Directive 1 »
Reproduce the tire pressure passage from "Just because it feels faster, it" up to and including "a step back.", replacing "limousine" with "luxury sedan".
Directive 2 »
Extend the passage on bicycle tire pressure, writing on from its final sentence.

Passage shown »
--- --- ---

Even if you run the fastest tires, all is lost with the wrong tire pressure. The good news is that once you understand how to find your optimal tire pressure, you can adopt and optimize without spending any money. A good and accurate pump will help you adjust and run the fastest pressure every time. In particular, the newer cordless compressors such as Makita DMP180 or Bosch Universal Pump are a convenient option.

The upcoming chapters will explore the physics and variables that affect the ideal tire pressure. Alternatively, you can skip right to the practical application section or start with the video below, where Si from GCN conducts his own tire pressure experiment.

Just because it feels faster, it probably isn’t

Not until recently, road cyclists used to pump their tires as hard as they could, going for 8 bars (> 120 PSI) or even more. It made intuitive sense and even felt faster. One reason is that a hard tire translates more vibrations to the rider, and we associate more vibrations with speed. Similarly, you will feel pretty fast in a small, shaking car on the highway and not even realize the same speed in a comfortably suspended limousine. Yet, it is precisely these vibrations that slow us down! But let’s take a step back.

Just because it feels faster on narrow road bike tires filled up to the maximum, it doesn't mean it is. The vibrations that give you a sense of speed actually slow you down! Discover the science behind in this blog post. Make a Friend Faster

On the smooth surfaces of testing rigs, the highest pressures are still fastest

We already discussed in another post that bike tires undergo constant cycles of compression and decompression at the bottom part of the wheel when they are squeezed between the rider’s weight from the top and the pavement from the bottom. Every cycle, the energy lost due to compression is slightly more than the energy regained from the bounce back. That difference translates into heat and is called casing loss, which the best tires minimize. Interestingly, one way to reduce this casing loss is by pumping the tire to the highest pressure, minimizing compression and, therefore, loss. In a lab scenario, the way BicycleRollingResistance tests the tires, this is fully reproducible, as the graph below shows.

It shows the combined average rolling resistance for 3 tires: Vittoria Corsa Speed G+ 2.0, Schwalbe Pro One TT and Continental Grand Prix 5000 S TR. One line for a butyl tube setup (green), one for a latex inner tube (blue), and one for a tubeless (orange). Independent of setup, the higher the pressure on the x-axis, the lower the rolling resistance. Based on the data in the graph below, it is evident that the most efficient option is tubeless, which has already been covered in another blog post.

--- --- ---

Entries »
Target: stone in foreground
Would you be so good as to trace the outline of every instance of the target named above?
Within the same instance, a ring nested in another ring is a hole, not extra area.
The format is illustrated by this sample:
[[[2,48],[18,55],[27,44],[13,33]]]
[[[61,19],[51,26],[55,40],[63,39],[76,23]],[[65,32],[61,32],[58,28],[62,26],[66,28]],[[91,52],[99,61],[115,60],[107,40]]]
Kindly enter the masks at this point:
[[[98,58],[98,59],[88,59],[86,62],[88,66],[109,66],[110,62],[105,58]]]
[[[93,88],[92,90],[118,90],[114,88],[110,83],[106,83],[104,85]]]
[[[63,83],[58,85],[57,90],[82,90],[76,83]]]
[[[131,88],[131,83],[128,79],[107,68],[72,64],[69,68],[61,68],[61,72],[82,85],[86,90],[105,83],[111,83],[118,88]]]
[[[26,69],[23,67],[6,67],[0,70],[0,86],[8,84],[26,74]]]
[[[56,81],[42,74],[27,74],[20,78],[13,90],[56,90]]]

--- --- ---

Exercise answer 1 »
Just because it feels faster, it probably isn’t

Not until recently, road cyclists used to pump their tires as hard as they could, going for 8 bars (> 120 PSI) or even more. It made intuitive sense and even felt faster. One reason is that a hard tire translates more vibrations to the rider, and we associate more vibrations with speed. Similarly, you will feel pretty fast in a small, shaking car on the highway and not even realize the same speed in a comfortably suspended luxury sedan. Yet, it is precisely these vibrations that slow us down! But let’s take a step back.

Exercise answer 2 »
Outside on the road at some point, suddenly the physics change

Everything discussed until now is accurate, but there is a crucial aspect that needs to be considered when it comes to road cycling in the real world: impedance loss. Imagine a perfectly hard tire, once it hits a little 5mm pebble stone on the road, it won’t deform, but the whole system of bike and rider has to be lifted up accordingly by those 5 mms (left picture). This is a huge energy loss! As a cyclist, you experience vibrations that can tire your muscles and slow you down.

On the right side, a tire that has been optimized is depicted. When it encounters a pebble, it slightly deforms, causing the entire system to lift only by 1 mm. This results in less energy loss and faster movement.

The fastest tire pressure is an optimization challenge

In summary, you would want to have tire pressure as high as possible to minimize the casing losses from tire deformation, yet not too high that you run into impedance losses. Below, you can see the graphical illustration of the effect. The y-axis shows the rolling resistance, of course, lower is better, and the x-axis shows the tire pressure increasing from left to right.

By following the green line from left to right, we can observe that the rolling resistance reduces as the tire pressure increases. However, at the break-point-pressure, the resistance suddenly increases significantly due to the impedance losses taking over. The pressure at this point, in the graph around 100 PSI, would be the optimal pressure for this scenario. However, being a little higher drastically increases rolling resistance, whereas being a little lower has less of an effect. In this example, if you are at 90 PSI, the rolling resistance is just slightly higher than optimal. However, if you go to 110 PSI, it is similar to pumping the tire at only 65 PSI.

Rather have a little too low tire pressure than too high on your bike! In the lab or the velodrome the high bike tire pressures are indeed the fastest, but when the surface is already as rough as tarmac everything suddenly changes. Make a Friend Faster

Now that we understand the general relationship, the real question arises: How can we find and determine the optimal bike tire pressure for our setup?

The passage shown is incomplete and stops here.